> **Selected extract**:
— start —
We have a bare-bulb ceiling light with a pull-cord. When we turn on the light, it flickers and sometimes turns off. Lightly tugging at the pull-cord (not enough to engage the mechanism) fixes it after a few jiggles. I have checked the bulb and it is seated tightly in the fixture.

Any idea what I might look at to fix this? This is a rental house so I don't want to invest in a new fixture if possible, and I don't necessarily want to take time off from work to have someone come look at it. I will do the latter if the fix is expensive though.
The bulb may not be screwed in right, try taking it out and putting it back in, and/or try a different bulb. If that doesn't fix it, call your landlord: one of the wires may be loose, or it may be a faulty switch. Neither is good for his/her liability.

What room is this in? An exposed pull-cord fixture is only legal in a veeeery narrow niche of applications, and illegal in virtually every application I see it used in. Landlord's electrician might need to fix it right while he's there, and put in an enclosed light and switch to operate it.

me your dad
Jul 25, 2006

grover posted:

The bulb may not be screwed in right, try taking it out and putting it back in, and/or try a different bulb. If that doesn't fix it, call your landlord: one of the wires may be loose, or it may be a faulty switch. Neither is good for his/her liability.

What room is this in? An exposed pull-cord fixture is only legal in a veeeery narrow niche of applications, and illegal in virtually every application I see it used in. Landlord's electrician might need to fix it right while he's there, and put in an enclosed light and switch to operate it.

I'll try re-seating the bulb or a different one.

The fixture is in our mudroom. There is an additional proper overhead light in the mudroom with a wall switch. The pull-cord fixture is a little further back in the room so we have to hit the wall switch and then pull a cord. I'd love it if the wall switch operated both lights.

Not Wolverine
Jul 1, 2007

GWBBQ posted:

If you turn a bunch of the lights on, do they dim and brighten significantly when you turn the fan on and off? I'm thinking the breaker is overloaded and there's enough of a surge when you turn the fan off that the inverter for the TV's backlight is shutting off as a self protect measure. What happens if you plug it into an outlet on a different breaker?
— end —
> **Supplied material**:
— start —
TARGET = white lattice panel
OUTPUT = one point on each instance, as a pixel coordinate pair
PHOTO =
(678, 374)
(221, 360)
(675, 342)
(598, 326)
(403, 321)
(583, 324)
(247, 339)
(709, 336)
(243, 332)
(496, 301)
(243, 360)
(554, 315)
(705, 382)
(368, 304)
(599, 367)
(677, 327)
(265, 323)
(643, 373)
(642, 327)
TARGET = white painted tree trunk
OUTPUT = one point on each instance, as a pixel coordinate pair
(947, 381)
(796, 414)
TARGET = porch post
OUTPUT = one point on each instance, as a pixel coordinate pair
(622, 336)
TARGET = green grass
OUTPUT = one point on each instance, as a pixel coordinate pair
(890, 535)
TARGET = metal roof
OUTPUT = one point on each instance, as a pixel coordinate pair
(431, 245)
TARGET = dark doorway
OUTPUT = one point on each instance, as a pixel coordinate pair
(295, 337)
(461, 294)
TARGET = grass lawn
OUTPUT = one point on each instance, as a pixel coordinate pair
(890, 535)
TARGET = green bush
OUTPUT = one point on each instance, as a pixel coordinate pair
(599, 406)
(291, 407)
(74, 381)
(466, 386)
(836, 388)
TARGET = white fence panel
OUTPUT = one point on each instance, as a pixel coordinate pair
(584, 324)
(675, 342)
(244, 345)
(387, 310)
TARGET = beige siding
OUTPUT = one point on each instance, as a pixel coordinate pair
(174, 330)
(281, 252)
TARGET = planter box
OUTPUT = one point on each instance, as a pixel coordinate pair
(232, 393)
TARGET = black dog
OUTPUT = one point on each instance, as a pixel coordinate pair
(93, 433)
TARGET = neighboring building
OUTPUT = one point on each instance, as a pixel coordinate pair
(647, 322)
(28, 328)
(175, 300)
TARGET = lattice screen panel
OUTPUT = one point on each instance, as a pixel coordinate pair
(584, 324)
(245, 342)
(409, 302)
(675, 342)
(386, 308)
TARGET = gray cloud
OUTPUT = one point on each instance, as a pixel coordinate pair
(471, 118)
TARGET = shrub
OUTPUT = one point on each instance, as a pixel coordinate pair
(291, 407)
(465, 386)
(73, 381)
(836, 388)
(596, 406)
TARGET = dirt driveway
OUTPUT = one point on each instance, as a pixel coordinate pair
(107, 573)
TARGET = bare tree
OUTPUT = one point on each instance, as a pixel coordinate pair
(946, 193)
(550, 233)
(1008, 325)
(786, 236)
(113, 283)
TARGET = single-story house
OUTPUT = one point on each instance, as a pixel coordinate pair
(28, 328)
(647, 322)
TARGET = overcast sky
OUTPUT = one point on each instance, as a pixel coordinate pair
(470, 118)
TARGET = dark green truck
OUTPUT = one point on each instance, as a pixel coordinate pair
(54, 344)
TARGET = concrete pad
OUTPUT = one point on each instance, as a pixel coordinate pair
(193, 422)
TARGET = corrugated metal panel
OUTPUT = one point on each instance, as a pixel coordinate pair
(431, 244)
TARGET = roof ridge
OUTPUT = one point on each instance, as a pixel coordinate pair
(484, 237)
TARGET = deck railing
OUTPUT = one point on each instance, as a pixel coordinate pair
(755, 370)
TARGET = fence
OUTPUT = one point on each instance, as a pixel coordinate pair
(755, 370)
— end —
> **Job A**: Translate this sentence from the pull-cord light thread into Spanish: "I have checked the bulb and it is seated tightly in the fixture."
> **Job B**: According to the pull-cord light thread, in which room is the pull-cord fixture located?

> **Written response A**: He revisado la bombilla y está bien ajustada en el portalámparas.

> **Written response B**: The mudroom.